-- DATA SECTION start --

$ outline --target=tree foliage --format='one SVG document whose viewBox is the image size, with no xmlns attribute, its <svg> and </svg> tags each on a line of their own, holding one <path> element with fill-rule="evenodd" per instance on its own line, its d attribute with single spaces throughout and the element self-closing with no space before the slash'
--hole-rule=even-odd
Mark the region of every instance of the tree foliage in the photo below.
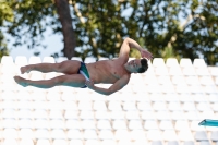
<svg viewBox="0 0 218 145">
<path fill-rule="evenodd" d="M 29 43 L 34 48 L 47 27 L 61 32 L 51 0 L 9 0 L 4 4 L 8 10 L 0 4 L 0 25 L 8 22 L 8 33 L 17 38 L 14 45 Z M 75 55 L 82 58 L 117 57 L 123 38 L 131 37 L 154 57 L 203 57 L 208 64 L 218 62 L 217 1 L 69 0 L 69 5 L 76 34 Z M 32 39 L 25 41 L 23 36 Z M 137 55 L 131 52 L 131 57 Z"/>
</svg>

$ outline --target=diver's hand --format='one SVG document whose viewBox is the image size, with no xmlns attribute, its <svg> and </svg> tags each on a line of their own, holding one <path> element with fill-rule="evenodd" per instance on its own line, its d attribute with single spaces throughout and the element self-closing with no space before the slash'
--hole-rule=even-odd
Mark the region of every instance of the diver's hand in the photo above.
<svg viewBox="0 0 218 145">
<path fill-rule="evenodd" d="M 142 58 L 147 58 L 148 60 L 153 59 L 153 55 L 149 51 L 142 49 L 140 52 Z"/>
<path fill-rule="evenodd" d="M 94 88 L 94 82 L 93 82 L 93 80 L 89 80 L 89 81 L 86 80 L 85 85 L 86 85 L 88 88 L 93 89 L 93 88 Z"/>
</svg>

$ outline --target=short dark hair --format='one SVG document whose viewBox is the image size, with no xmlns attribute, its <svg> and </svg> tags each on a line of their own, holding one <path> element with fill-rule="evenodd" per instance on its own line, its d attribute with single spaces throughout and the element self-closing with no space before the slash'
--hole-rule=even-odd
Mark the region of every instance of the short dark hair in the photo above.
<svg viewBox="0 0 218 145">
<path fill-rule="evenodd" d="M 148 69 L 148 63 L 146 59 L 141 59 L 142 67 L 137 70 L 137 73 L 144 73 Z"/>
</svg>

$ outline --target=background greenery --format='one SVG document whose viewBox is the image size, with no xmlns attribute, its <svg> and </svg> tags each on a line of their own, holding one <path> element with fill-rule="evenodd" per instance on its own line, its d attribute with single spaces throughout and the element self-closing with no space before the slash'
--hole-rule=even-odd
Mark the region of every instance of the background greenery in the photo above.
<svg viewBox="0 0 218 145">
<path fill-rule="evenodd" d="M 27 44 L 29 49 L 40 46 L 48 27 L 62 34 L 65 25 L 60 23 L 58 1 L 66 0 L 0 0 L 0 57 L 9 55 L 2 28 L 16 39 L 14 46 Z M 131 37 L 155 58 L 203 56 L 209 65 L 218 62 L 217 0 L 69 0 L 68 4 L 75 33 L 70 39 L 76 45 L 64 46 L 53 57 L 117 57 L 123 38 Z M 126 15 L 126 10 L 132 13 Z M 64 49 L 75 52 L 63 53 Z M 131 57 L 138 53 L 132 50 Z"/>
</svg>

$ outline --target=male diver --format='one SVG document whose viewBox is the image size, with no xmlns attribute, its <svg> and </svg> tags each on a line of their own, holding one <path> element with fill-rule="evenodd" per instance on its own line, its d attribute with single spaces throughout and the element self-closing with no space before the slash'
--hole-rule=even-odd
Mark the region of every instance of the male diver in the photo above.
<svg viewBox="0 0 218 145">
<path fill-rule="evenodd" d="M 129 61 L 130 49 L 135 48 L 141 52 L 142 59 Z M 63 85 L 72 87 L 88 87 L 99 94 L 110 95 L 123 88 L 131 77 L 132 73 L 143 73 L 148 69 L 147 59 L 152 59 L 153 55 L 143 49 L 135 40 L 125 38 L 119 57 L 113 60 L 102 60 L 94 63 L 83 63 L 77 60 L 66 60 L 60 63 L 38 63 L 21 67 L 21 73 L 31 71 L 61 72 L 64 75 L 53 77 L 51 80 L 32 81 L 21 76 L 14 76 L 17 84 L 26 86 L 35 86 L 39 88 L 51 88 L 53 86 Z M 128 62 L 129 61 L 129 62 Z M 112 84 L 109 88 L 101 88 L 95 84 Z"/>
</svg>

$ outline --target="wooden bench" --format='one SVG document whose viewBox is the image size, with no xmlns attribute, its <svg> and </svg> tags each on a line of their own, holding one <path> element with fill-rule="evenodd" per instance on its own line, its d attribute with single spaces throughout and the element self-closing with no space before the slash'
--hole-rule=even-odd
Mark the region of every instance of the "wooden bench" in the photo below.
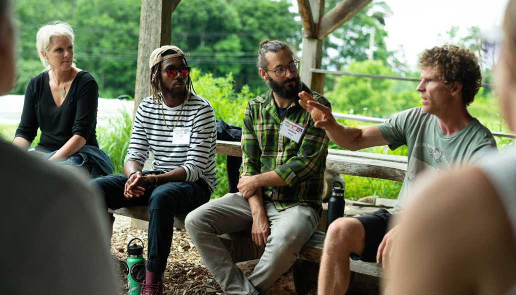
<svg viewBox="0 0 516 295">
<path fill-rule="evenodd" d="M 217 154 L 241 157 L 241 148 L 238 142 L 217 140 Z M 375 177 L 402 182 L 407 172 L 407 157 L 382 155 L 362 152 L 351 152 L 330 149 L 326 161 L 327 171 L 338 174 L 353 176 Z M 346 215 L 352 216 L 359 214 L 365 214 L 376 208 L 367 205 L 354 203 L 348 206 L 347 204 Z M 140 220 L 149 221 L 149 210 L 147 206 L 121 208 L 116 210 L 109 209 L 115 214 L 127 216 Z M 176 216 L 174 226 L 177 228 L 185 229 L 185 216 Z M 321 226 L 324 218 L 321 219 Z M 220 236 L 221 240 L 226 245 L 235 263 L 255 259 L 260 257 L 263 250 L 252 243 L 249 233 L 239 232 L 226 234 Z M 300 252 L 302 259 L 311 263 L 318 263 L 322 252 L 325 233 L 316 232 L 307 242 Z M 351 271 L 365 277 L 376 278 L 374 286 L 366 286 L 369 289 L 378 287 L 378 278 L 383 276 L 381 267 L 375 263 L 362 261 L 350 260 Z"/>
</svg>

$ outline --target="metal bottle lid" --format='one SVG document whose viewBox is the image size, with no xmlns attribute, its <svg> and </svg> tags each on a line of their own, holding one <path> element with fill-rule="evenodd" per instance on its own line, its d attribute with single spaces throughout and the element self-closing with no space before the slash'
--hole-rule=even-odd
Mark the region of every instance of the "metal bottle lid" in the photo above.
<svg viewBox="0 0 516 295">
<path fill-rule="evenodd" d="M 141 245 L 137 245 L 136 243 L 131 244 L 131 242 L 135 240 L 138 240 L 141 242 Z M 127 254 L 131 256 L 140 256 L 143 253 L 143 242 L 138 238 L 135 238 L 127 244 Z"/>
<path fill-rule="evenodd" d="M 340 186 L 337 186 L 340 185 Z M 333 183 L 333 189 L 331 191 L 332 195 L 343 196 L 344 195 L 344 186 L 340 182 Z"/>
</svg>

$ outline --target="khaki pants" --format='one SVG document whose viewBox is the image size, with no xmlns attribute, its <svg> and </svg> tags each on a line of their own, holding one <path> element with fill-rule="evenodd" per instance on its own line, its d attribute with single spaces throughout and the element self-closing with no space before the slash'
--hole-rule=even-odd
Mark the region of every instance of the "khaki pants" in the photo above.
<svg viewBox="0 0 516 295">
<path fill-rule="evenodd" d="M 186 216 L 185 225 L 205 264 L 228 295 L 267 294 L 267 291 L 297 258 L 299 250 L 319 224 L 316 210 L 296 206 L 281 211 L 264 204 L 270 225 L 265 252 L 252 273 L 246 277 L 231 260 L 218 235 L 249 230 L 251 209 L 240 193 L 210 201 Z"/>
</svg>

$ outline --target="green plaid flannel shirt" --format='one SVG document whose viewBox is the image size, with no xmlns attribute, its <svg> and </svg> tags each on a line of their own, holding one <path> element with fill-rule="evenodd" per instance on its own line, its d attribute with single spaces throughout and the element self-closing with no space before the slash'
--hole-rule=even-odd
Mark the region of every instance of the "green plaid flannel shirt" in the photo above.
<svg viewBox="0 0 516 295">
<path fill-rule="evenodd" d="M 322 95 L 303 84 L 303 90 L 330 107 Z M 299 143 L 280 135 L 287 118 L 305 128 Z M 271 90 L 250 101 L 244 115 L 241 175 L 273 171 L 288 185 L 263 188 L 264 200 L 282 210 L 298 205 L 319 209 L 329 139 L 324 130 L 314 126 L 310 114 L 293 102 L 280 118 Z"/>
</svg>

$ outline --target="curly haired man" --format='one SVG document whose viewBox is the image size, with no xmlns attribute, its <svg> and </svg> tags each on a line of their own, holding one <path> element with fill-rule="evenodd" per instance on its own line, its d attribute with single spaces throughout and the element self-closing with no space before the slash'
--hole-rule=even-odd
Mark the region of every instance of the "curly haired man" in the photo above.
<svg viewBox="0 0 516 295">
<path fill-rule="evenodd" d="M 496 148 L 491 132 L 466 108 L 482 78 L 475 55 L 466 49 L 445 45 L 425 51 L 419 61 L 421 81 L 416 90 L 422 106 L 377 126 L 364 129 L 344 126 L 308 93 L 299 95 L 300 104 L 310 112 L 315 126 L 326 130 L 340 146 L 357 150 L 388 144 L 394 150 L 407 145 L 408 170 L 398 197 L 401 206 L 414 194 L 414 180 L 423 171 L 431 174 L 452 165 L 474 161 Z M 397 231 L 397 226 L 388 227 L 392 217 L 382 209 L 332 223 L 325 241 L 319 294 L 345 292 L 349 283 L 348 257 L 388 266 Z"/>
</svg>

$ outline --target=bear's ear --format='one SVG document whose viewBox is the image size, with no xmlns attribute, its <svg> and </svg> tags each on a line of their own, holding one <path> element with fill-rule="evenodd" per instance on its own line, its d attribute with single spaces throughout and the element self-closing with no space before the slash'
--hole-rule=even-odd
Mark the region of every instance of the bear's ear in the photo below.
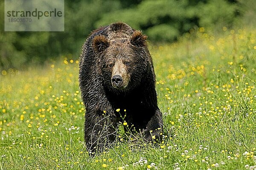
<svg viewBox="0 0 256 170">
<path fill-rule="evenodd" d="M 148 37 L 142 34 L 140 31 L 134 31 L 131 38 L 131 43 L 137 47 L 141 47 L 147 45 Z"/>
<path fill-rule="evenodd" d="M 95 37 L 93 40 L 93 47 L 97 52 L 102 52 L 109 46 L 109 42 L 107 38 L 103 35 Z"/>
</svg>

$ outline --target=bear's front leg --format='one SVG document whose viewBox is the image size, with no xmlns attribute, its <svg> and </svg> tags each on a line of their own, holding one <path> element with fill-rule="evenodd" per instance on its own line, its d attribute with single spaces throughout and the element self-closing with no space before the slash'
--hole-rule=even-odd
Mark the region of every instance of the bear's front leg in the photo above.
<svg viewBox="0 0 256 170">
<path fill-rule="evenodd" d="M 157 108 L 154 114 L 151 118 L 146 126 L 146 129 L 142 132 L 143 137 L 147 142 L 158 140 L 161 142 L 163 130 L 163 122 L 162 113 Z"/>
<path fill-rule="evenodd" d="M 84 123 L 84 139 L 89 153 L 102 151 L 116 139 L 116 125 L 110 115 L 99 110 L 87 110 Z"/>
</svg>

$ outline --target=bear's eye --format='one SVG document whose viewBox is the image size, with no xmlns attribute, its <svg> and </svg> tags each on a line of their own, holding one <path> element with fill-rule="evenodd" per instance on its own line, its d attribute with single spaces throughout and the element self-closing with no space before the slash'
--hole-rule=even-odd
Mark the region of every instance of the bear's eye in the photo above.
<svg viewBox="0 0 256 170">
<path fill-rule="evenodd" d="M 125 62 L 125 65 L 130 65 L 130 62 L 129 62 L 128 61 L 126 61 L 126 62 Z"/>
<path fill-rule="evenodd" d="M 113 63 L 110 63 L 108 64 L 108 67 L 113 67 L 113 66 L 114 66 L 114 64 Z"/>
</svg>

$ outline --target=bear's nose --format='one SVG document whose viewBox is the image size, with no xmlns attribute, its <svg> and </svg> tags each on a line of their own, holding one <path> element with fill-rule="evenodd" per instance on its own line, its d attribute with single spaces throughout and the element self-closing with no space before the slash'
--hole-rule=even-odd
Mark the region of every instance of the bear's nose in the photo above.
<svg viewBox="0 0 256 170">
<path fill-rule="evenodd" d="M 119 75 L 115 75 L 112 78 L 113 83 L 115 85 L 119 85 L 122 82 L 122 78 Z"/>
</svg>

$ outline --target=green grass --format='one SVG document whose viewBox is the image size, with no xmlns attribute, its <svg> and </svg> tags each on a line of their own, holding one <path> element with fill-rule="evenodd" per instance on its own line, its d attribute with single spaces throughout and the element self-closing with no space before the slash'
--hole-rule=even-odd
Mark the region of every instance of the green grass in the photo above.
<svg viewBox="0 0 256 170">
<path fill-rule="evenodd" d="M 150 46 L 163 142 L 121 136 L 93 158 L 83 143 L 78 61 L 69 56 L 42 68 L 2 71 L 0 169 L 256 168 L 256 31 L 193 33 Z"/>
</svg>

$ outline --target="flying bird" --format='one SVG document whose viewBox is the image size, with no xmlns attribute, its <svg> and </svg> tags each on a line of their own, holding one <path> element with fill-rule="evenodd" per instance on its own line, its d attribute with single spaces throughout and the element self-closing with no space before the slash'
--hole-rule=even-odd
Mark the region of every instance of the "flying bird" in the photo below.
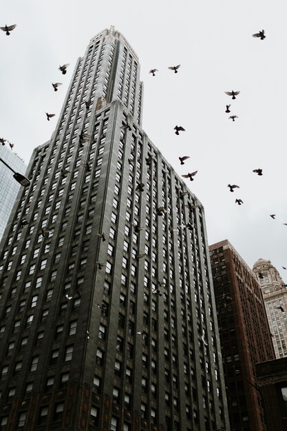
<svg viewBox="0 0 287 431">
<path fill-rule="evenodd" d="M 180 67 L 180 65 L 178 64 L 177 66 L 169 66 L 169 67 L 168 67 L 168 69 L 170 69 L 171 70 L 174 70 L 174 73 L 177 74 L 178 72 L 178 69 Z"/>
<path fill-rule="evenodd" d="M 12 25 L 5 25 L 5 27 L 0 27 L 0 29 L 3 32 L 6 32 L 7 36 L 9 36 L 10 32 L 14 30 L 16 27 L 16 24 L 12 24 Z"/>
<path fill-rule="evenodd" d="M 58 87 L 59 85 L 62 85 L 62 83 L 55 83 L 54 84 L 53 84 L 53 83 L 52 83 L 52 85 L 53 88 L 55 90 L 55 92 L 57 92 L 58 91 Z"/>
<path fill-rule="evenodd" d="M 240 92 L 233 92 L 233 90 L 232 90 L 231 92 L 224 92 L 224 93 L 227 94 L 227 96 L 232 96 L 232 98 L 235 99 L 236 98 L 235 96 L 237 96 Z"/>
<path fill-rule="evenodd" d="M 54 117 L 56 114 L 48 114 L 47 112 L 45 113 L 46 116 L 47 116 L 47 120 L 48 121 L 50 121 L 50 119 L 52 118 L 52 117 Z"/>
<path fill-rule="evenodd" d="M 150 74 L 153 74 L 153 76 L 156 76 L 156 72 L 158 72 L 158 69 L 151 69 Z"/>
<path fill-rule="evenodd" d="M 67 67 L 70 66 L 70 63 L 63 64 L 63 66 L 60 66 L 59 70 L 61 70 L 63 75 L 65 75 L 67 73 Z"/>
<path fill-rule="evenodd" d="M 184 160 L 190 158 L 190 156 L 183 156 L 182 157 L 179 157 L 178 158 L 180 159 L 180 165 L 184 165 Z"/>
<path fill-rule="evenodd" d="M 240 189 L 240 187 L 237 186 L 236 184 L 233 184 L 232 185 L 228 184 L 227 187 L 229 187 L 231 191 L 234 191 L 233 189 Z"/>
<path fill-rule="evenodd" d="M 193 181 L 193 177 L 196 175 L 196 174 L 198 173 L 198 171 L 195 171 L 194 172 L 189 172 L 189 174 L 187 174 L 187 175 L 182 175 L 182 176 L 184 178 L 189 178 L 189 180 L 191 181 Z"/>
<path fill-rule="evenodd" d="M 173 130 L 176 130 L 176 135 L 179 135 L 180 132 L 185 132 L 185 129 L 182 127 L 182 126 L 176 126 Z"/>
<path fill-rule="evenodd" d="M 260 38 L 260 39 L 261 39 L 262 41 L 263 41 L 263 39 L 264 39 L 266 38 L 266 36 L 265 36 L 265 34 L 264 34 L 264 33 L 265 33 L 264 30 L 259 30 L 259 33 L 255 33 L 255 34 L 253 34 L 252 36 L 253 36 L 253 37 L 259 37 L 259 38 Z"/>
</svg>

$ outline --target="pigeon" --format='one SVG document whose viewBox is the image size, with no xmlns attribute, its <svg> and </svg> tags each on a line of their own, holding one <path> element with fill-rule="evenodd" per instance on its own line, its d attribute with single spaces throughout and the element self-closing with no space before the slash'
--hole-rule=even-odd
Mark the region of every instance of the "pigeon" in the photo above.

-- DATA SECTION end --

(PROBLEM TO WORK ON) Pull out each line of the records above that contains the word "greenery", copying every such line in full.

(SOLUTION TO THIS TASK)
$ outline --target=background greenery --format='one SVG document whose viewBox is the image size, with no xmlns attribute, its <svg> and </svg> tags each on a line of their own, holding one <path> element with fill-rule="evenodd" per instance on its own line, its d attribute with single spaces throughout and the element self-closing with no space before the slash'
Mark the region of every instance of the background greenery in the photo above.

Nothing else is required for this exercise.